--- begin Dataset extract ---
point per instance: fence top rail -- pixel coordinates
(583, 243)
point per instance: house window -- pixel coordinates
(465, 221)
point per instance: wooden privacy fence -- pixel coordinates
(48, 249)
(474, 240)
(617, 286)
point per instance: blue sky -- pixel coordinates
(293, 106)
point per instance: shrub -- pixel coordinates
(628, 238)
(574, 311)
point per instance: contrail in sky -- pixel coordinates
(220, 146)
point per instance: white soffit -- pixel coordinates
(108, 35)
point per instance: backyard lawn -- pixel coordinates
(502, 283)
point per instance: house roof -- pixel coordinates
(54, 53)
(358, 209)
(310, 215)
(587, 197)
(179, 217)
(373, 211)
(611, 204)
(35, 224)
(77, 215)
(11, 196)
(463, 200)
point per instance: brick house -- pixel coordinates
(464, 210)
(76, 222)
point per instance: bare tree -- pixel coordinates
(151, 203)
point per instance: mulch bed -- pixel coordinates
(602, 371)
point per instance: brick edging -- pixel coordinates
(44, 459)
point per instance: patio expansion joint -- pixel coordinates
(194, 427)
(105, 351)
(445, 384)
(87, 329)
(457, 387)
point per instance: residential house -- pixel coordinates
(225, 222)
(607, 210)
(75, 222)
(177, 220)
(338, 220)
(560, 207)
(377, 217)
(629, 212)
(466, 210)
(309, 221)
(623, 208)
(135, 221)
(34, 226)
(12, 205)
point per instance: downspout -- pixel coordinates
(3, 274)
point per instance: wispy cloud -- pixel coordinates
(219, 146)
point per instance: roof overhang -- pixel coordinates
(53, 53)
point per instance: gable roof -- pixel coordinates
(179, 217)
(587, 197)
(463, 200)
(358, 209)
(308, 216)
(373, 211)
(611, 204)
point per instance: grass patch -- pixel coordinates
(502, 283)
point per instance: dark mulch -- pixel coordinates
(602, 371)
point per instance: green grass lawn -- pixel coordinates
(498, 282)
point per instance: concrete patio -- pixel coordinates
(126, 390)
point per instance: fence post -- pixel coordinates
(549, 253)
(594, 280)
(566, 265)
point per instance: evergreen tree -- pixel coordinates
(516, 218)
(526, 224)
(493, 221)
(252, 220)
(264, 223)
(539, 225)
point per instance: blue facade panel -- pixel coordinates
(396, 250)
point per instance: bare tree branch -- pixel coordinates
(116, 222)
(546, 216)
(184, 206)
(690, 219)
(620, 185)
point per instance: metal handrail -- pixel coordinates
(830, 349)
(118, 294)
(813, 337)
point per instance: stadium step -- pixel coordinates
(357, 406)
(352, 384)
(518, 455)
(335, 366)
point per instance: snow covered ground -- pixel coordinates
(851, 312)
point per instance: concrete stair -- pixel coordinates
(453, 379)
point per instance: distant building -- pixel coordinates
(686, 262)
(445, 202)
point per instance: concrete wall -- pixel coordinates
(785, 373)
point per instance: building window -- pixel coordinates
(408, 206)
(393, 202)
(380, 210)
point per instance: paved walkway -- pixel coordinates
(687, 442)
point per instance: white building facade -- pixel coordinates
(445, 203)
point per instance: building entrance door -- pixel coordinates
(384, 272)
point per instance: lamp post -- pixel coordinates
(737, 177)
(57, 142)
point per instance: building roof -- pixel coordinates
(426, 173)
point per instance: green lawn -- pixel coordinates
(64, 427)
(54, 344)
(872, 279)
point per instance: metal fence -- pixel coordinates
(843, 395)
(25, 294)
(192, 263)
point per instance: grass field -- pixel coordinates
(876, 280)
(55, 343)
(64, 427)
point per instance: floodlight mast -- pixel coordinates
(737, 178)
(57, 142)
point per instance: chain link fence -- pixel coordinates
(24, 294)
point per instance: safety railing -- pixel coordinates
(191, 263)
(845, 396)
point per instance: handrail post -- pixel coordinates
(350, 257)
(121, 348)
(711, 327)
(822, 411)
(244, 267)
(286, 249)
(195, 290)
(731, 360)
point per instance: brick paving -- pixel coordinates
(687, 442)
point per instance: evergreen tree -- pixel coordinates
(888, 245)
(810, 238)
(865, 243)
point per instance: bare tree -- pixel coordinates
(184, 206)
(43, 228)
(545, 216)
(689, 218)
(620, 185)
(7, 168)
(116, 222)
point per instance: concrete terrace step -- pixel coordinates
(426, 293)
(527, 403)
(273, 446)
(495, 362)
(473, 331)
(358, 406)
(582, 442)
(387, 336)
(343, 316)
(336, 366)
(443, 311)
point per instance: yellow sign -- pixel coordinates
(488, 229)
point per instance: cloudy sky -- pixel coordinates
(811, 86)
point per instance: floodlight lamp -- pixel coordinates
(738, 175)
--- end Dataset extract ---
--- begin Dataset extract ---
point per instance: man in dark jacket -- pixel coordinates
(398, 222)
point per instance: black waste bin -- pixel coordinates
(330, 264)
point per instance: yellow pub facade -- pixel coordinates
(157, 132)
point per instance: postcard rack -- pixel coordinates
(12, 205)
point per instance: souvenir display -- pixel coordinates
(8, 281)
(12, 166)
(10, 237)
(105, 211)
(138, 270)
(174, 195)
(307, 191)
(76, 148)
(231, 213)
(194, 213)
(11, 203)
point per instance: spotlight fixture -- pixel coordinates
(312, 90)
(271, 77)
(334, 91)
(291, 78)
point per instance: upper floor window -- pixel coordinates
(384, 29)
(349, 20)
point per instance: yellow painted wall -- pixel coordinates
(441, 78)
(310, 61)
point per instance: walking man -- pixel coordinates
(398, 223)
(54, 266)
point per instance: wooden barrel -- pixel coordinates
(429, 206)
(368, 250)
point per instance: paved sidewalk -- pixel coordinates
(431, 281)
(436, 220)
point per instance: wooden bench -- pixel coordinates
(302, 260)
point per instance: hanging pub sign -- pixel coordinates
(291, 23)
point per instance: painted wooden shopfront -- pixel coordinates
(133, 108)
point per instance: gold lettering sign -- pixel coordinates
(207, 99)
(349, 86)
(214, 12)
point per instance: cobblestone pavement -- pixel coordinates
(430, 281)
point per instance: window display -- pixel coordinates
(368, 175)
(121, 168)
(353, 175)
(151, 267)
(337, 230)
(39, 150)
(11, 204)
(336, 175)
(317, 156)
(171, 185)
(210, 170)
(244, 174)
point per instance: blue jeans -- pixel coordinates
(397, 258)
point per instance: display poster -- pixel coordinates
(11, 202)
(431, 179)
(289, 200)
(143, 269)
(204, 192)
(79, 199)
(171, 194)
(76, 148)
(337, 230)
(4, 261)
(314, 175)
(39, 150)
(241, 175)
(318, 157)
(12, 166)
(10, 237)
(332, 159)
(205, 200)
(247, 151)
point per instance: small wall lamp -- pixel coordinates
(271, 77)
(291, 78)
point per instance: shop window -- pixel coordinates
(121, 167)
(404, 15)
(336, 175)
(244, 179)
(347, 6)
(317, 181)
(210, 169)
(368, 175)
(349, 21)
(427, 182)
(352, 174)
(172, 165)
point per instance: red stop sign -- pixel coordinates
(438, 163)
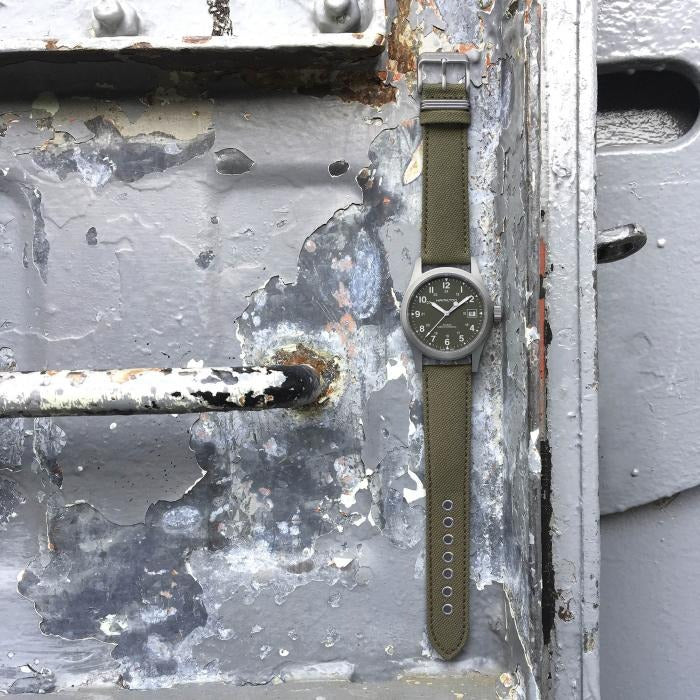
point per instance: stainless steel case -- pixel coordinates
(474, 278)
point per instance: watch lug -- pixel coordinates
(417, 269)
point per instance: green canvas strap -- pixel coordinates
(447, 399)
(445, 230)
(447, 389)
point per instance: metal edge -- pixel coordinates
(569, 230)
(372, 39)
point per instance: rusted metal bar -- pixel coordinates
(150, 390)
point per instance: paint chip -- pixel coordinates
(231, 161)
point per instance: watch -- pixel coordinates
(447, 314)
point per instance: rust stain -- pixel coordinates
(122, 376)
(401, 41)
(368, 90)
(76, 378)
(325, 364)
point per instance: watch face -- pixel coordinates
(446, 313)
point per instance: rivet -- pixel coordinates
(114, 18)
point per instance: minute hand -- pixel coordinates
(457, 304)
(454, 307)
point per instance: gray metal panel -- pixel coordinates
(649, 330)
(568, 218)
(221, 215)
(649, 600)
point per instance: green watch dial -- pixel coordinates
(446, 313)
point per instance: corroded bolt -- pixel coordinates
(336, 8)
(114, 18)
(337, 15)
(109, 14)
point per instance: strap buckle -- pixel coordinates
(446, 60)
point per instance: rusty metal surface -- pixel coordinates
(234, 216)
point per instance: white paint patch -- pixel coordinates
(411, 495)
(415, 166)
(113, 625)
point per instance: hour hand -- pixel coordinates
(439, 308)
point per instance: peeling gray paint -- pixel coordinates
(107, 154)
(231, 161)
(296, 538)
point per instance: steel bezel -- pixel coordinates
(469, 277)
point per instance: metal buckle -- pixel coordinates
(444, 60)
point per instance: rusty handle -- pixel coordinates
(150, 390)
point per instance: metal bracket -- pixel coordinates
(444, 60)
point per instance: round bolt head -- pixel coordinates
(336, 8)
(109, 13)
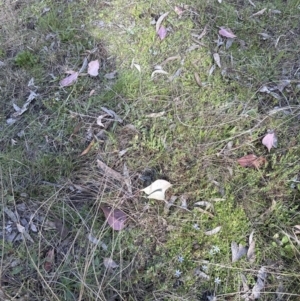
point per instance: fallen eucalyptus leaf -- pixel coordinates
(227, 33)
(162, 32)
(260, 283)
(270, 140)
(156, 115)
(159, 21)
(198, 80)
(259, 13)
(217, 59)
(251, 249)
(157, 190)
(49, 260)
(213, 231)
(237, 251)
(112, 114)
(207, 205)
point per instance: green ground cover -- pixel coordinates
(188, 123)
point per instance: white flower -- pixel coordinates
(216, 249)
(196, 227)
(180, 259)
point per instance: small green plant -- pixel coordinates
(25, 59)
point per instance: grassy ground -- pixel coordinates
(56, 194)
--- end Dataset extract ---
**Directive**
Extract every line of the material that contains the string "fence".

**Reply**
point per instance: fence top rail -- pixel coordinates
point per instance: wooden privacy fence -- pixel coordinates
point per instance: fence post -- pixel coordinates
point per instance: metal fence -- pixel coordinates
point per instance: chain link fence -- pixel coordinates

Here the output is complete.